----- ARTICOLO

L’Europa non è affatto indietro in questa corsa. Più di 500 piattaforme  digitali sono ora operative nell’Unione Europea, ma sebbene la maggior parte delle piattaforme operanti in UE sia stata creata in Europa, esse competono con le piattaforme internazionali, basate principalmente in Nord America (che rappresentano ben il 12% di quelle che usamo in Europa).

Vincono quasi tutti

 L’idea di fondo della Platform Economy è che nell’ottica della vendita dovrebbero vincere (quasi) tutti: i consumatori consumano più agevolmente, generando maggior ricavi rispetto a quelli derivanti unicamente da contatti con il cliente non digitali.

Secondo una survey di INAPP - Inapp Digital Platform Survey (Inapp DPS 2022) - presentata a maggio 2023 che ha coinvolto quasi 300 mila imprese nella ristorazione, nel turismo e nei trasporti, una su cinque utilizza questi sistemi per intercettare la clientela. Nel settore turistico siamo addirittura al 42,1% di imprese che lavorano nella Platform Economy. 

Chiaramente non è tutto oro per le aziende. Scegliere di passare a questi sistemi ha un costo. In quasi la metà dei contratti stipulati dalle imprese utilizzatrici con le piattaforme sono presenti clausole di dipendenza dell’impresa dalla piattaforma per l’incasso dei pagamenti, mentre nel 46,1% dei casi esse consentono l’incasso diretto dalla clientela.

 Chi mette a disposizione queste piattaforme ci trae un grande guadagno. Le commissioni richieste ammontano mediamente al 16,5% del fatturato intermediato dalle piattaforme digitali nel 2020, e al 16,7% nel 2021. “Esiste un rischio di dipendenza tecnologica, economica e finanziaria delle imprese dalle piattaforme, che richiama, anche se in misura ridotta, lo stesso rapporto sbilanciato che queste hanno coi lavoratori” racconta Sebastiano Fadda, Presidente di INAPP. Al 32% delle aziende della ristorazione e al 19% nel settore del turismo è capitato almeno una volta di perdere clienti per disservizi causati dalle piattaforme con cui lavorano, fino ai ritardi nei tempi di incasso dei pagamenti mediati dalle piattaforme.

----------
----- DATI FORNITI

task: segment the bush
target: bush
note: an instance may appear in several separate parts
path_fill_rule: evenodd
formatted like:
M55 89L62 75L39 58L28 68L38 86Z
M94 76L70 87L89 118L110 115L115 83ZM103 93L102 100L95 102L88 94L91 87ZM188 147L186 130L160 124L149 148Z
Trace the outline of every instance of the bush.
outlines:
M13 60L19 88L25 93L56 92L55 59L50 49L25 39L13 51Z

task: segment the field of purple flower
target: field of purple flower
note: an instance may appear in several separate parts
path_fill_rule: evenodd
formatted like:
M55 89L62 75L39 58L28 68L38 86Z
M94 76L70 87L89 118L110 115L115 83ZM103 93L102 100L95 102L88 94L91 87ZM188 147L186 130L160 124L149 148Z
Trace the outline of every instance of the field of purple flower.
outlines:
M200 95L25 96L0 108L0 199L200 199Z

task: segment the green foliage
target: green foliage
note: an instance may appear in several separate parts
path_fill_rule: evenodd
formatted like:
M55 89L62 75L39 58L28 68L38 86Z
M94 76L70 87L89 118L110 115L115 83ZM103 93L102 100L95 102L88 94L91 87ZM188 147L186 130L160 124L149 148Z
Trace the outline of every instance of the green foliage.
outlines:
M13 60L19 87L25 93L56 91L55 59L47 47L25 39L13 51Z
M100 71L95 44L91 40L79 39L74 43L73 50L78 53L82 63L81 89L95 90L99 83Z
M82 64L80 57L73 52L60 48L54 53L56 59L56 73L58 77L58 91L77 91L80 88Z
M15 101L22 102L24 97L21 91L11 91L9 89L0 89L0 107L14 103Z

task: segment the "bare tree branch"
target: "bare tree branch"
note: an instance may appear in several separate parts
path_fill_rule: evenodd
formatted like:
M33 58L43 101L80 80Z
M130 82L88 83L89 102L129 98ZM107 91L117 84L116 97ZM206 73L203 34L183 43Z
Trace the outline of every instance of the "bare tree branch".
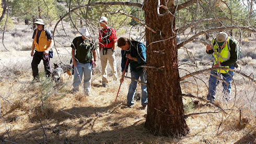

----------

COMPITI DA SVOLGERE:
(a) Secondo l'articolo, a quanto ammontavano in media nel 2021 le commissioni delle piattaforme digitali sul fatturato da esse intermediato?
(b) Ricopia fedelmente dall'articolo il passo che comincia con le parole "Secondo una survey" e si ferma dopo le parole "nella Platform Economy.".
Basati unicamente sull'articolo.

RISPOSTE AI COMPITI:
(a) Al 16,7%.

(b)
Secondo una survey di INAPP - Inapp Digital Platform Survey (Inapp DPS 2022) - presentata a maggio 2023 che ha coinvolto quasi 300 mila imprese nella ristorazione, nel turismo e nei trasporti, una su cinque utilizza questi sistemi per intercettare la clientela. Nel settore turistico siamo addirittura al 42,1% di imprese che lavorano nella Platform Economy.